- **TEXT BLOCK**:
========

Let’s Talk Bookish – Keeping Up With New Releases

Let’s Talk Bookish is a weekly meme, hosted by Rukky @ Eternity Books & Dani @ Literary Lion, where they discuss certain topics, share their opinions, and spread the love by visiting each others’ posts.


Prompts: How current is your reading? Do you tend to read recently published books or pick from the publishing backlog, and why? Is there any particular merit to keeping up with current releases, or is it all hype? How has book blogging changed your habits on this front? And, in the future, are you thinking you want your reading to shift either way? 

Welcome to the last week of LTB in November, everyone! It’s almost December, and the snow is probably coming soon (oh boy), but it’s nice to sit down and cozy up and discuss another LTB by the (imaginary) fire. The topic today is great and I’d love to hear how you all keep up with the new releases, if at all!

I’d say my reading is not always that current. I do try and read some new stuff and review it for you all, but often times there’s a lot of good books released that I haven’t got to yet! I would say Andge is usually more caught up, or at least does many more ARCs, so hopefully her posts satisfy those of you who are ahead of the curve.

I think here at DTRH we do have a good mix of both oldies and new releases. I don’t think we particularly pick one or the other to publish about though. I think generally we try and read new stuff to provide a good resource for those who want to read reviews about possible reads. On the other hand, if there are old goodies that we haven’t posted about, then of course we read them and post for you all! We wouldn’t skip books and not come back to them because they aren’t “current” anymore.

========

Part of a data file

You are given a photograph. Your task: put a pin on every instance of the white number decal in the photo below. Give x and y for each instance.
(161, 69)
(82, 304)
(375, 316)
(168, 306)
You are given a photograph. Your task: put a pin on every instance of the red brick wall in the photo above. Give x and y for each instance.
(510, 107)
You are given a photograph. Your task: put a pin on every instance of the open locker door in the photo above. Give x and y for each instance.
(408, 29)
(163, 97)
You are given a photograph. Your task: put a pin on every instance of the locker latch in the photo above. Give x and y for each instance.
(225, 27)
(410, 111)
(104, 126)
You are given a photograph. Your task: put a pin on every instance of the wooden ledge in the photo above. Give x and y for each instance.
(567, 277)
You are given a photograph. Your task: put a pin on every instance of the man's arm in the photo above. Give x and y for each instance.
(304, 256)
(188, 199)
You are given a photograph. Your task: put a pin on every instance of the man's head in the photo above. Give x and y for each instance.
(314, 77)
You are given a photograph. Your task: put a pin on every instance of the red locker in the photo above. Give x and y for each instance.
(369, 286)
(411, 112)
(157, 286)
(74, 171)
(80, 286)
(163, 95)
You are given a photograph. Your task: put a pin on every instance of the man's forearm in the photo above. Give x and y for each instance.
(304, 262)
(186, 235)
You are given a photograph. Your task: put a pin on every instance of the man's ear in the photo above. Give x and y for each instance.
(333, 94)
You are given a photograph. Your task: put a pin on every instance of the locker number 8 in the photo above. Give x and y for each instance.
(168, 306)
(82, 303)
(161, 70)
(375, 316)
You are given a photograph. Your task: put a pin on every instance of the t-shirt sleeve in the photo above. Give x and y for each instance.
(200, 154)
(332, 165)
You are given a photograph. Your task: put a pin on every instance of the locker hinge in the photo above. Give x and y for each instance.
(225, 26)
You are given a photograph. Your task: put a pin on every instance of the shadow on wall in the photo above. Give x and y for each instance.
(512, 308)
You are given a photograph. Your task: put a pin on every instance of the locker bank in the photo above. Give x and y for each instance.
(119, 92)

========

- **REQUIRED TASKS**:
a - In the post about keeping up with new releases, who hosts Let's Talk Bookish?
b - According to the post about keeping up with new releases, why does the blog generally try to read new books? Explain in one to three sentences.

- **ANSWERS FOR THIS EXERCISE**:
a - Rukky @ Eternity Books and Dani @ Literary Lion host it.

b - The blog generally reads new books so it can be a good resource for readers who want reviews of books they might read.